Copy every record word for word. Pictures are not part of the copy.

[Dataset items]
·····

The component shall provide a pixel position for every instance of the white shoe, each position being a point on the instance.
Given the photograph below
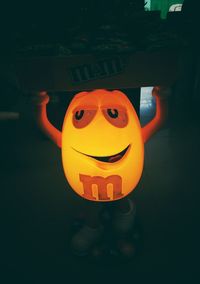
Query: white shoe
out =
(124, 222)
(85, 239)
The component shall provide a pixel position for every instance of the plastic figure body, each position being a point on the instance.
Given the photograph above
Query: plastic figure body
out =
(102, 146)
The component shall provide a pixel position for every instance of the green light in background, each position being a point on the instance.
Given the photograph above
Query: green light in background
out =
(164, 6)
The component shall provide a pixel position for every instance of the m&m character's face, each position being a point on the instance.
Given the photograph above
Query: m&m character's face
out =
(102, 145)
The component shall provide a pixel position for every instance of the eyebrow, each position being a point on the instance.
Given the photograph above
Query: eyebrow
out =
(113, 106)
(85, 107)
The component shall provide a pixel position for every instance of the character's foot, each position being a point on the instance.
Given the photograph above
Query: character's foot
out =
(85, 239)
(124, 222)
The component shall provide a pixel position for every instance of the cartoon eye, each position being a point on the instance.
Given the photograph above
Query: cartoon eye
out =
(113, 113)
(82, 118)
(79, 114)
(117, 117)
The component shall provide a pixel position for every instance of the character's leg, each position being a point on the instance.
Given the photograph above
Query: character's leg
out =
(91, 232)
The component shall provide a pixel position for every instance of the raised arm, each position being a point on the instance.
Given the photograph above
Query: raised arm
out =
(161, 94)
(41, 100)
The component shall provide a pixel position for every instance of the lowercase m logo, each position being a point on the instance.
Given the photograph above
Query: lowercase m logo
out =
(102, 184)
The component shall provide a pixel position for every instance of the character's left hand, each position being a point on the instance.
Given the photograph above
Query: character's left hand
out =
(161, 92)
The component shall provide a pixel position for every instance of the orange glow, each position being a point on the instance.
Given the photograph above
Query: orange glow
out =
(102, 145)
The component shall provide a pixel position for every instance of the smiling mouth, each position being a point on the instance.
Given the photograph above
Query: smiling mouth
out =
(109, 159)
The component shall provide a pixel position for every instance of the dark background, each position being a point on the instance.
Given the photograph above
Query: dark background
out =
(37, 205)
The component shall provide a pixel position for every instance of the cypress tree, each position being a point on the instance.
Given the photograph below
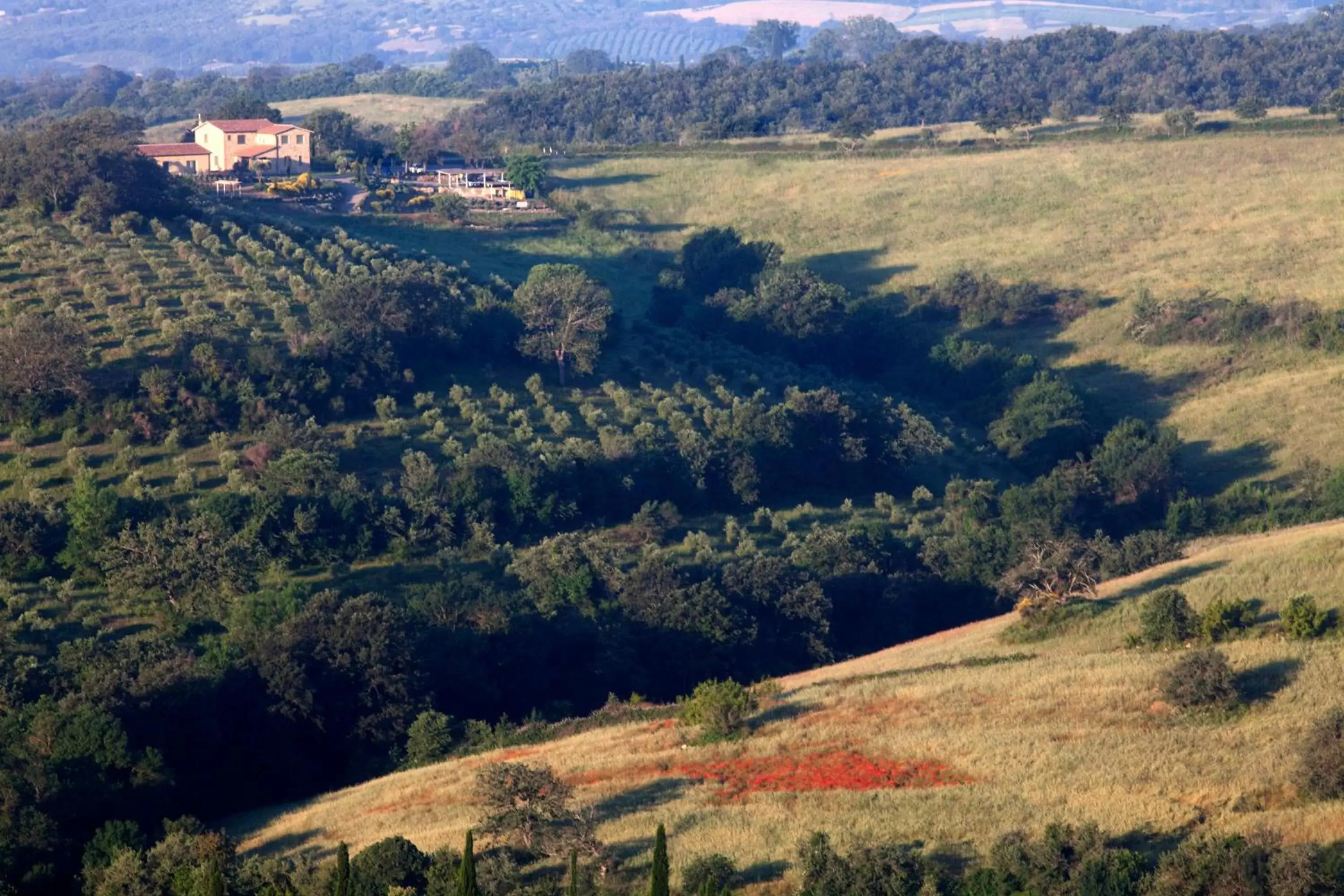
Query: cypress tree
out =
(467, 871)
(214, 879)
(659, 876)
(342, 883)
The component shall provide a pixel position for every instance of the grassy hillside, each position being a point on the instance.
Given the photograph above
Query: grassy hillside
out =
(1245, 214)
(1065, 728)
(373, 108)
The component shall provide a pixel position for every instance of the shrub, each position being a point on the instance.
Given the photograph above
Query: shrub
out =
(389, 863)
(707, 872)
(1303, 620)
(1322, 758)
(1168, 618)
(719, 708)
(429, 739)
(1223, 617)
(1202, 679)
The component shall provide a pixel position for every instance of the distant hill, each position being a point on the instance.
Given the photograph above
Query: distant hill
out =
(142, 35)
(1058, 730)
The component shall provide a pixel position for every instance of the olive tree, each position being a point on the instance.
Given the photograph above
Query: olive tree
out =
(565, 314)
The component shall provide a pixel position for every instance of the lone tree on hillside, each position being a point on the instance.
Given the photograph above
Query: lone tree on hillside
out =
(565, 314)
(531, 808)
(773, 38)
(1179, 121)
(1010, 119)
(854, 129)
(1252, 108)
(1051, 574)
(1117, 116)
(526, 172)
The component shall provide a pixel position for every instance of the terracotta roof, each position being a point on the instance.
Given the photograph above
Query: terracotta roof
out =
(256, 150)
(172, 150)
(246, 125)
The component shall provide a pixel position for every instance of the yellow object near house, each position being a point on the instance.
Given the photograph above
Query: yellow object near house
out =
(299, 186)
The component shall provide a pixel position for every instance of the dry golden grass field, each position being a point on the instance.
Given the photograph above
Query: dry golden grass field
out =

·····

Output of the task:
The component shall provide a pixel position for every instance of the white shoe, each position being a point on the instance.
Given the photograph below
Query: white shoe
out =
(124, 222)
(85, 239)
The component shall provide a pixel position for every instance of the plastic figure body, each position being a point on the instance.
Given the photograph above
Query: plastic figure body
out =
(102, 146)
The component shall provide a pixel position for every instance of the green light in background, each position being a point on the instance.
Given the photograph above
Query: green light in background
out =
(164, 6)
The component shall provide a pixel position for every instance of the m&m character's face, each position being a point on the instance.
Given the photograph above
Query: m&m character's face
out =
(102, 145)
The component shall provide a pixel position for every instance of the eyebrow, each position being a point on the instance.
Given the photograph above
Query: eyebrow
out =
(113, 106)
(85, 107)
The component shall provide a pixel position for every instance of the character's foot, each position being a point on the instance.
Given the photograph above
Query: character's foot
out =
(85, 239)
(124, 222)
The component shall provide a pixel position for every instance of the cartoon eye, each position being a point on the instance.
Given the photograph above
Query: cartoon eye
out =
(113, 113)
(82, 118)
(79, 114)
(117, 117)
The component shall provide a pixel position for every instance of the character's leg, each position being a point on the instance.
Given the photograph above
Query: character's leg
out =
(91, 232)
The component shall provide a pixel position for every instance of the raised arm, each position being a point on the instance.
Given the photograph above
Query: raised arm
out =
(161, 94)
(41, 100)
The component shall provide a pixel position for every instance of the lowercase m logo, each position being a point on the instance.
Given the photograph above
Query: lowercase m logo
out =
(102, 184)
The component shall provide a pixel position for every instance of the character's left hand, each position being a point on the instance.
Given the photograph above
Query: character's left hand
out =
(161, 92)
The component shall provide a pixel position for every instance of the orange glow, each position being a point on the instance.
Given the photograph above
Query: orange glow
out =
(102, 145)
The component shall provide a pixel position for every instance of the smiling mouth, each position being a point on the instance.
Given the photograph above
Query: smiling mouth
out =
(109, 159)
The component shall provide a pixel position for every instance of the dark background, each position being a point on the instance.
Given the photograph above
Query: dark background
out =
(37, 205)
The component shall provide a pixel position for every instance of the cypress tree, each position being a point on the instance.
Given the photograph below
Query: cypress tree
out =
(467, 871)
(214, 879)
(659, 876)
(342, 883)
The component shall provide a pixel position for every instance of the grassy hillside, each position being a point on the instance.
Given the photograph above
Query: grassy hillside
out =
(1245, 214)
(1065, 728)
(373, 108)
The component shall provide a pixel position for every instance of the shrub, each position being a point on the instance.
Given the photograph above
Query: shrub
out =
(389, 863)
(707, 872)
(1303, 620)
(1322, 758)
(1168, 618)
(719, 708)
(429, 739)
(1223, 617)
(1202, 679)
The component shall provide a pixel position for every instance of the distant hill, each position being a point on the instance.
Given the photograph above
Query: distant hill
out =
(142, 35)
(1058, 730)
The component shall provide a pixel position for every instance of the olive tree, each position being a point on the instance.
Given the photograph above
Query: olive tree
out =
(565, 314)
The component shall provide a pixel position for every instance of the lone tree on hillside, each position being a point on the instance.
Given the photograph above
Query: lone tree on hillside
out =
(565, 314)
(531, 808)
(773, 38)
(1179, 121)
(1010, 119)
(854, 129)
(1252, 108)
(1051, 574)
(1117, 116)
(526, 172)
The component shall provide a pixel position for every instance of the terracotta roof, each position being a point on the instance.
Given the photograph above
Query: terracotta roof
out =
(256, 150)
(172, 150)
(246, 125)
The component shall provide a pixel position for every instance of the yellow object near house, each position being a point on the instance.
Given the photograph above
Query: yellow object near house
out =
(299, 186)
The component shall provide a pixel position for every instance of the dry golden grass field, each position being a point on the instance.
Given the photograph above
Query: dry golden grass field
out =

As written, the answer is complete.